**Source data**:
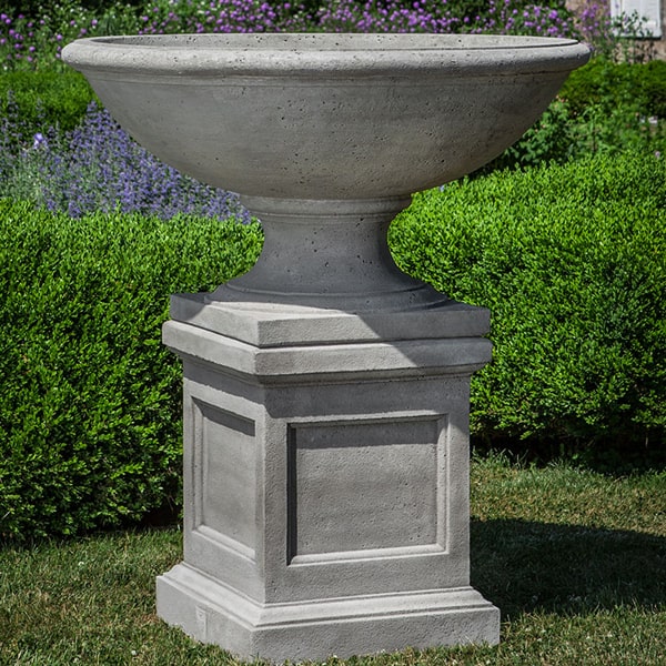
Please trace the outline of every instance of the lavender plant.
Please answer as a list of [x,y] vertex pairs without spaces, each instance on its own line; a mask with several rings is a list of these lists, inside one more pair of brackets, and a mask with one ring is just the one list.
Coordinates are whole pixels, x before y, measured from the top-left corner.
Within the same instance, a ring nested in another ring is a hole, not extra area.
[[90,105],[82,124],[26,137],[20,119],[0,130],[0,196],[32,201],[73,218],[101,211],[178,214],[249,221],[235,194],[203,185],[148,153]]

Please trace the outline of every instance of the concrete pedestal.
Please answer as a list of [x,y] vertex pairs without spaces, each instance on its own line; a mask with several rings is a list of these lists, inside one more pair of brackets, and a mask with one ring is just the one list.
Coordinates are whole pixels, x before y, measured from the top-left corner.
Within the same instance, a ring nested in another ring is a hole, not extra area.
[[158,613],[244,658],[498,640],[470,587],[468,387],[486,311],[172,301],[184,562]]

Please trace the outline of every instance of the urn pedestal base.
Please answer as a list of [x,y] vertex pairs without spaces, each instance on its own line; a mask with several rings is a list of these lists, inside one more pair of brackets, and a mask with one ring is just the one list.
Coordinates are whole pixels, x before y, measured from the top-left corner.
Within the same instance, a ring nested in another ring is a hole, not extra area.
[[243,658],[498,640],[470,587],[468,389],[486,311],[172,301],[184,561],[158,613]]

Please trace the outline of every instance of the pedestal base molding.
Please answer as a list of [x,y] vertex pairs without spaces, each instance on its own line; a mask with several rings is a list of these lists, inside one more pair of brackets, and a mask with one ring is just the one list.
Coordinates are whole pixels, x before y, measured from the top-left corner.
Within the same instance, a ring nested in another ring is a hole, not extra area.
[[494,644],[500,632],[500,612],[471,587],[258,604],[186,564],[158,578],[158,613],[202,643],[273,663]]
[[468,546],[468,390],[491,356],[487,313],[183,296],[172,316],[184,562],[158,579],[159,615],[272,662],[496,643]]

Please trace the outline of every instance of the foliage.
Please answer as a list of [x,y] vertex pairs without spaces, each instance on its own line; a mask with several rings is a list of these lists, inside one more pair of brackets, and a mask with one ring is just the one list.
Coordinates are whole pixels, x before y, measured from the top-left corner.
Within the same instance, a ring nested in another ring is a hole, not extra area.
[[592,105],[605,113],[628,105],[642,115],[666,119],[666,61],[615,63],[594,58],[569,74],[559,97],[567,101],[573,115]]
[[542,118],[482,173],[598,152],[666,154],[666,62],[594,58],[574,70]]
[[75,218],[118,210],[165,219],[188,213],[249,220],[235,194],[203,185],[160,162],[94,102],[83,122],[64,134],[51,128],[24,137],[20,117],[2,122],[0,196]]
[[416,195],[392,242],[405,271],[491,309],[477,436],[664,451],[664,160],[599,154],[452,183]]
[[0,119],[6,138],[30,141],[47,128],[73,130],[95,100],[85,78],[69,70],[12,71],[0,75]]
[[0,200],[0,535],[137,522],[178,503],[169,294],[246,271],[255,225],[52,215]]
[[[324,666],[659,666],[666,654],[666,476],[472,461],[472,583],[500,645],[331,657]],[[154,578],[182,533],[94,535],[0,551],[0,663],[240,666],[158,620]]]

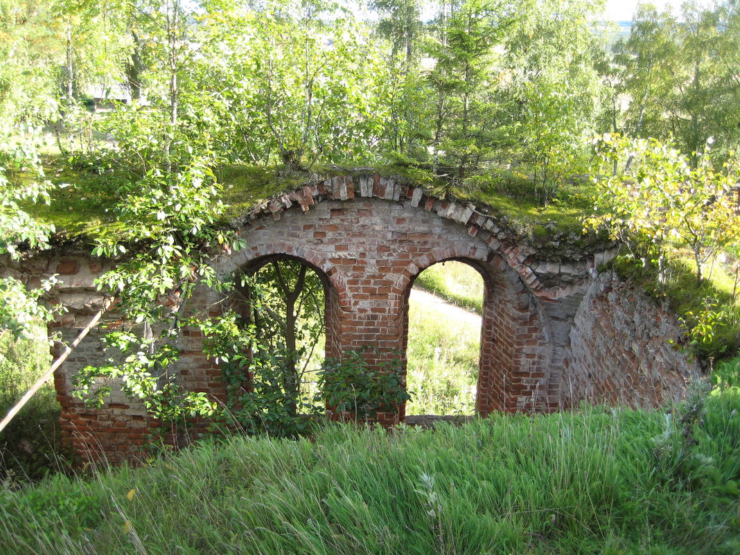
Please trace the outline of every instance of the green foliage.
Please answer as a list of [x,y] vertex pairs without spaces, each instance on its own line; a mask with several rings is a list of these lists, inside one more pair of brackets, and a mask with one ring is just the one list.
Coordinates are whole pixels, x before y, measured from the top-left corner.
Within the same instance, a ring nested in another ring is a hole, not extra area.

**Work to do**:
Which lines of the material contain the word "base"? Show each of them in full, with uppercase and lowercase counted as different.

**Answer to this task**:
Please trace the outline of every instance of the urn pedestal base.
Please trace the outline of every instance of the pedestal base molding.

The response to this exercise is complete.